_Documento de origem_.
┌──

Estamos em 2014. Como andam as aulas coletivas nas academias de ginástica? Não é mais como antigamente? Estão mais vazias? Poucos professores habilitados? Houve um desinteresse? Na sua academia já pensaram em acabar com as aulas coletivas? Pensaram em fechar ou transformar salas de coletivas em mais musculação?

Aparecem cada vez mais academias concorrentes só de musculação, com preços mais baixos, poucos professores especializados em aulas diferenciadas, professores que só querem ser personal trainer. Esse é um cenário atual que preocupa e deixa questões: as aulas coletivas vão acabar? Já acabaram? Queremos isso? É o melhor custo benefício? Os alunos/clientes querem isso?

Onde está o X do problema? Nos alunos que só querem musculação? Nos professores dessa geração, preguiçosos, que só querem ser “personais” porque é o que se paga mais com menos esforço? Dos gestores que pagam cada vez menos por hora de aulas coletivas especializadas esvaziadas? Das faculdades que não ensinam como deveriam? “Aulas coletivas”
realmente é um assunto ultrapassado? Elas estão acabando?

“O biscoito vende mais porque é mais fresquinho, ou é mais fresquinho porque vende mais?” Eis o paradoxo!

Será que os seres humanos mudaram tanto seus sentimentos, suas emoções e suas características mais básicas da nossa espécie? Vamos fazer uma pequena jornada no tempo: Centenas de culturas de caçadores e coletores já foram descritas. O trabalho em equipe, a ajuda do grupo se fazia necessária para o êxito das caçadas. Na hora da conquista, comemoravam, se alimentavam e se aqueciam juntos ao redor do fogo.

Existe uma atração da nossa espécie de seres humanos, desde nossos ancestrais, para o desejo de alegria coletiva, historicamente expresso em rituais de êxtase, em festas com banquetes, brincadeiras, jogos, danças e fantasias. Ao longo de séculos, até os dias de hoje, testemunhamos vários movimentos de alegria grupal. Shows de rock, espetáculos de dança, carnaval, êxtase de torcidas nos esportes, passeatas e mobilizações políticas.

O livro “Dançando nas ruas”, de Bárbara Efrenreich, conclui que “somos seres sociais, gregários, por natureza, impelidos a compartilhar nossa alegria uns com os outros, e assim capazes de construir um mundo mais lúdico, divertido e um futuro mais pacífico.”

Será que os seres humanos modernos mudaram tanto em relação a estes primitivos nos seus básicos instintos e emoções? Não é o que vemos fortemente nas igrejas; nas reuniões bem sucedidas nos tratamentos em grupo do alcoolismo, da obesidade, de transtornos psicológicos, das drogas; nos exercícios dos militares; em presídios modelos; em flash mobs; nos blocos de rua no carnaval do Rio, nos trios elétricos, na festa do boi, entre outras manifestações populares, todas em grupo.

└──

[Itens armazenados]
┌──

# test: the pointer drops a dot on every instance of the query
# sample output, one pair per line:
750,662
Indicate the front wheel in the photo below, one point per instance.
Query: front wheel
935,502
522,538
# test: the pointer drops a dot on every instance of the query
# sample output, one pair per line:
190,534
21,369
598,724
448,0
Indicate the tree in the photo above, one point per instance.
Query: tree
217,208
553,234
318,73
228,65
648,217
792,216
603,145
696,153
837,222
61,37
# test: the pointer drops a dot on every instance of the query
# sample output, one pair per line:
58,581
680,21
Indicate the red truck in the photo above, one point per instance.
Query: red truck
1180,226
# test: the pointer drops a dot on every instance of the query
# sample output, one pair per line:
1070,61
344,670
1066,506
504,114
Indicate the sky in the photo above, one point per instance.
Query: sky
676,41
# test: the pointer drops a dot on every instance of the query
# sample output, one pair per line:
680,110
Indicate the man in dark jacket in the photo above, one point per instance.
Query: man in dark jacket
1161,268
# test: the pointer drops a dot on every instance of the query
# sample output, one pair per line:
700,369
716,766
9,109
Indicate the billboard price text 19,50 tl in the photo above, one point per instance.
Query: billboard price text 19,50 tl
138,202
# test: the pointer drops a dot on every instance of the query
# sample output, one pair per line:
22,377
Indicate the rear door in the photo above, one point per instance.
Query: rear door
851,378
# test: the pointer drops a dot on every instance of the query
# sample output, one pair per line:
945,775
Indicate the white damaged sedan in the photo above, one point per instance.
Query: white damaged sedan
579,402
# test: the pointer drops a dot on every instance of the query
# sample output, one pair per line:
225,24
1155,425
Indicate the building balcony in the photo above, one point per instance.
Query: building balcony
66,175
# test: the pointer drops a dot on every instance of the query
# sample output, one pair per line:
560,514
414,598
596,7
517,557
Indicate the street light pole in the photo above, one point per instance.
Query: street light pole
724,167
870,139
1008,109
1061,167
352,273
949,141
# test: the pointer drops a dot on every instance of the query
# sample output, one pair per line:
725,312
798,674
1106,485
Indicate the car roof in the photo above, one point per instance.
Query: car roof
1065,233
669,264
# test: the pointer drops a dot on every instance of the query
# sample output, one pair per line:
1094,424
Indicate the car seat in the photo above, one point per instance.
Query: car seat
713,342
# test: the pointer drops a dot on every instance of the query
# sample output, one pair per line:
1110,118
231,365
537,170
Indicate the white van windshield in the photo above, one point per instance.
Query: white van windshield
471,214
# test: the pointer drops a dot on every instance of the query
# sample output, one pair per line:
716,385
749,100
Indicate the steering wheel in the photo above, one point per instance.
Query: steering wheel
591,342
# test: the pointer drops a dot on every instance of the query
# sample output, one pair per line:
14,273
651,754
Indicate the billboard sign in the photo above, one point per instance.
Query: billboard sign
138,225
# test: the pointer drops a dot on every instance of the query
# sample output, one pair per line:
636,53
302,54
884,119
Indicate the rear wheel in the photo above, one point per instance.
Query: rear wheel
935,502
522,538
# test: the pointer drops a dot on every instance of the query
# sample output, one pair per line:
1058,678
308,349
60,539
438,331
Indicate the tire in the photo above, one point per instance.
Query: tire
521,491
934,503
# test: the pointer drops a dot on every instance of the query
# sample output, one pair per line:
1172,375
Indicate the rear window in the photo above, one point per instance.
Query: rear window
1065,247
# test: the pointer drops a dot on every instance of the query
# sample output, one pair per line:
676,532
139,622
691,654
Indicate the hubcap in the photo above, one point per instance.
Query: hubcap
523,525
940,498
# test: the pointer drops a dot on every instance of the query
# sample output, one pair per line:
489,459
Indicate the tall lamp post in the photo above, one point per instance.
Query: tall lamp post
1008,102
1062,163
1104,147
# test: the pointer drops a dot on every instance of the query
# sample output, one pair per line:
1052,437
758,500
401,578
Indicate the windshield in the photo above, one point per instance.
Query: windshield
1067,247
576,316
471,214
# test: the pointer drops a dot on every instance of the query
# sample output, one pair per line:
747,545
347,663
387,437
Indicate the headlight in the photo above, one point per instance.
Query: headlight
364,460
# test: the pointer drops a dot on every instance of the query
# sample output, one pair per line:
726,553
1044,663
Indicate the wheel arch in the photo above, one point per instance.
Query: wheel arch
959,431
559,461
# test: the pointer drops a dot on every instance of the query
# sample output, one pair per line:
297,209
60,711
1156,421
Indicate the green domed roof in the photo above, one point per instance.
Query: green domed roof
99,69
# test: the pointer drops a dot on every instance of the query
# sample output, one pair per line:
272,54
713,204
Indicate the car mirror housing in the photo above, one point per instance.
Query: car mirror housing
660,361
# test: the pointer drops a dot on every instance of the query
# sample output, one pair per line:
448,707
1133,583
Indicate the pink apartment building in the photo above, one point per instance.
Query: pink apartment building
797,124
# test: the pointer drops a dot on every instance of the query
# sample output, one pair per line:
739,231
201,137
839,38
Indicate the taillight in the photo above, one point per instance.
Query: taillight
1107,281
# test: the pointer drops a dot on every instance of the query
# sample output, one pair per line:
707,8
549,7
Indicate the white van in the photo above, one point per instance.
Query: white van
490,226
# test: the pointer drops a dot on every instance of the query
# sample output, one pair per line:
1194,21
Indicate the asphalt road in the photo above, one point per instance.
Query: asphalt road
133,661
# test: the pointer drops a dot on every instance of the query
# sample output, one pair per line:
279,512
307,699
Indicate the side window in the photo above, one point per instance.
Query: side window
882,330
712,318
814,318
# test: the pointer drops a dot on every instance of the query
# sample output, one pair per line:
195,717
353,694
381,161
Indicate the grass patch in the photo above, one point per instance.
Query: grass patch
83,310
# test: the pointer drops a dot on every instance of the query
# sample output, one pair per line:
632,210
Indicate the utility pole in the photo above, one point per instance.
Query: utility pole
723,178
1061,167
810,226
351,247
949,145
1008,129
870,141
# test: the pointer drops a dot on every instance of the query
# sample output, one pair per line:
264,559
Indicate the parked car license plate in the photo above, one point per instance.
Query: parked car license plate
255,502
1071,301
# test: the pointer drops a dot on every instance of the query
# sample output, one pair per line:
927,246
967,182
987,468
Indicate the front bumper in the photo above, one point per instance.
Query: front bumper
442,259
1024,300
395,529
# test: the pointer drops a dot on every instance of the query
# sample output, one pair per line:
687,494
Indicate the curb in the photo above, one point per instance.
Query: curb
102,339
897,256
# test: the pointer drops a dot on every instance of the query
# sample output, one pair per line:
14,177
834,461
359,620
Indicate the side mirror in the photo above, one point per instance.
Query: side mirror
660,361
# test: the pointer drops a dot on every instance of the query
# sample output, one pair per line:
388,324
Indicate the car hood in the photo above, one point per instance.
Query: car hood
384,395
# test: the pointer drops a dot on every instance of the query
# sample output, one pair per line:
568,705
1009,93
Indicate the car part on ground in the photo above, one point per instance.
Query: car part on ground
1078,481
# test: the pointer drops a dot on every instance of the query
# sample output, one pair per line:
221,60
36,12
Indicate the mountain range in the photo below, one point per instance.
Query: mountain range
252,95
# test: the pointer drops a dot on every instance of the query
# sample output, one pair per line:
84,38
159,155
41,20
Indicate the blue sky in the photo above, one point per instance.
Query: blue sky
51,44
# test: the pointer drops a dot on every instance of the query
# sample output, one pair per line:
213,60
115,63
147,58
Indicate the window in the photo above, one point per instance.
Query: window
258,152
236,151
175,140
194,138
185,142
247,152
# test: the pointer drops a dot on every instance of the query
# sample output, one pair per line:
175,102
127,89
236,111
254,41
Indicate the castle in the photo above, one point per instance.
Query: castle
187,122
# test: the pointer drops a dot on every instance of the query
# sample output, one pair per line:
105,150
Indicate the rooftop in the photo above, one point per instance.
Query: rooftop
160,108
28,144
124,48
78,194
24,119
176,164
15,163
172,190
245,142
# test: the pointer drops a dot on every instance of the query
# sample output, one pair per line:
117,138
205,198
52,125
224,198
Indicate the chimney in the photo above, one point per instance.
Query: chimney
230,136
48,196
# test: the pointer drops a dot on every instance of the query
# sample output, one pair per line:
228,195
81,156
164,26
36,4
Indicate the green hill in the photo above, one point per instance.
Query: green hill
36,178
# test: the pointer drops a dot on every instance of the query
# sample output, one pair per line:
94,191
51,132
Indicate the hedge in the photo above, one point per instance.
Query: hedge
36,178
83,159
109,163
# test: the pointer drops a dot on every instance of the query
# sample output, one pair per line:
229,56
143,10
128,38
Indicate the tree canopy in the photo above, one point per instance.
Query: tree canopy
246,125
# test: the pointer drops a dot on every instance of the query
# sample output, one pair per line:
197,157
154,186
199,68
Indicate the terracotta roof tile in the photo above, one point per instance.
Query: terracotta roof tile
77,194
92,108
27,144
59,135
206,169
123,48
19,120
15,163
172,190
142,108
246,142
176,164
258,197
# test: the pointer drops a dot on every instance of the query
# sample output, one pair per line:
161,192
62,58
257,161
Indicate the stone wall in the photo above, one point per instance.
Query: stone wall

└──

_Requisitos da tarefa_.
Para cada afirmação abaixo, responda sim ou não conforme ela concorde ou não com o texto sobre aulas coletivas. Cite literalmente o trecho do texto que decide a resposta.
1. O livro “Dançando nas ruas” é de Bárbara Efrenreich.
2. As academias concorrentes só de musculação cobram preços mais altos.
3. Após a conquista, os caçadores e coletores comemoravam cada um por conta própria.

_Resposta do exercício_.
1. Sim: «O livro “Dançando nas ruas”, de Bárbara Efrenreich»
2. Não: «academias concorrentes só de musculação, com preços mais baixos»
3. Não: «comemoravam, se alimentavam e se aqueciam juntos ao redor do fogo»